* **What the task requires**
Write out the ECC message again, everything from "Wed Dec 10 06:56:39" down to "0.758327] ECC failed to correct all errors (ebd9fd80)", substituting "boards" for "modules".

* **Selection**
# # # # #

[RFC 2/5] mtd:fsl_nfc: Add hardware 45 byte BHC-ECC support for 24 bit corrections.

Wed Dec 10 06:56:39 PST 2014

Hi Bill,

On 2014-09-18 00:21, Bill Pringlemeir wrote:
> On 17 Sep 2014, stefan at agner.ch wrote:
> 
>> Am 2014-09-17 20:06, schrieb Bill Pringlemeir:
>>> On 17 Sep 2014, stefan at agner.ch wrote:
> 
>>>> On one of our Colibri VF61 modules I discovered an issue using this
>>>> driver:
> 
>>>> [    0.758327] ECC failed to correct all errors (ebd9fd80)
>>>> [    0.767005] ECC failed to correct all errors (ebd9fd80)
>>>> [    0.775525] ECC failed to correct all errors (ebd9fd80)
>>>> [    0.784004] ECC failed to correct all errors (ebd9fd80)
>>>> [    0.791938] UBI error: ubi_io_read: error -74 (ECC error) while
>>>> reading 2048 bytes from PEB 28:2048,
>>>> read 2048 bytes
> 
> [snip]
> 
>>>> Also, I could not find that the reference manual states that
>>>> ecc_count represents the amount of flipped byte in a empty page. Is
>>>> this given by the ECC algorithm?
> 
>>> I was using this information.

# # # # #

* **Given data**
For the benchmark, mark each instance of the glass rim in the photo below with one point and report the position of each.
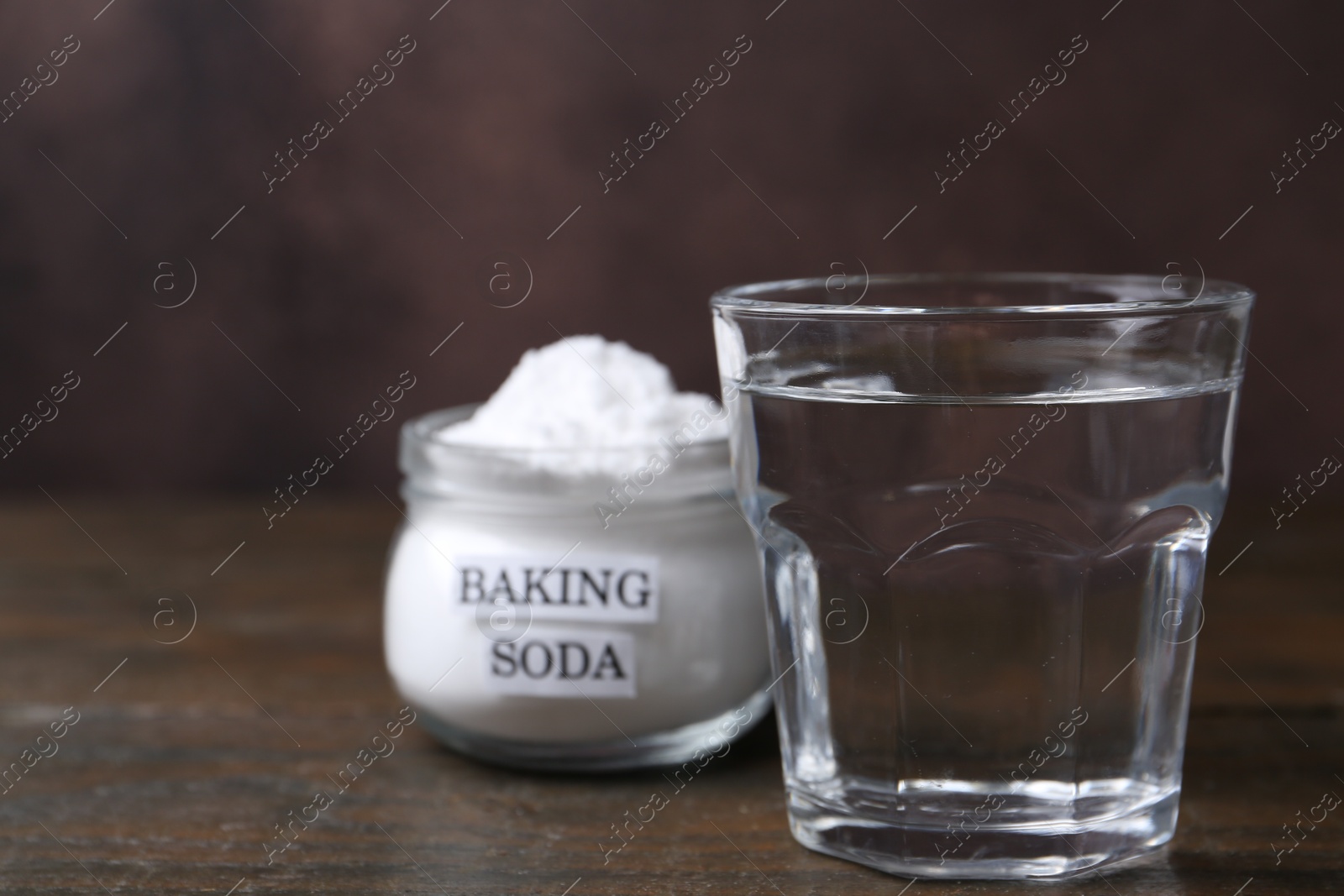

# # # # #

* **Finished answer**
Wed Dec 10 06:56:39 PST 2014

Hi Bill,

On 2014-09-18 00:21, Bill Pringlemeir wrote:
> On 17 Sep 2014, stefan at agner.ch wrote:
> 
>> Am 2014-09-17 20:06, schrieb Bill Pringlemeir:
>>> On 17 Sep 2014, stefan at agner.ch wrote:
> 
>>>> On one of our Colibri VF61 boards I discovered an issue using this
>>>> driver:
> 
>>>> [    0.758327] ECC failed to correct all errors (ebd9fd80)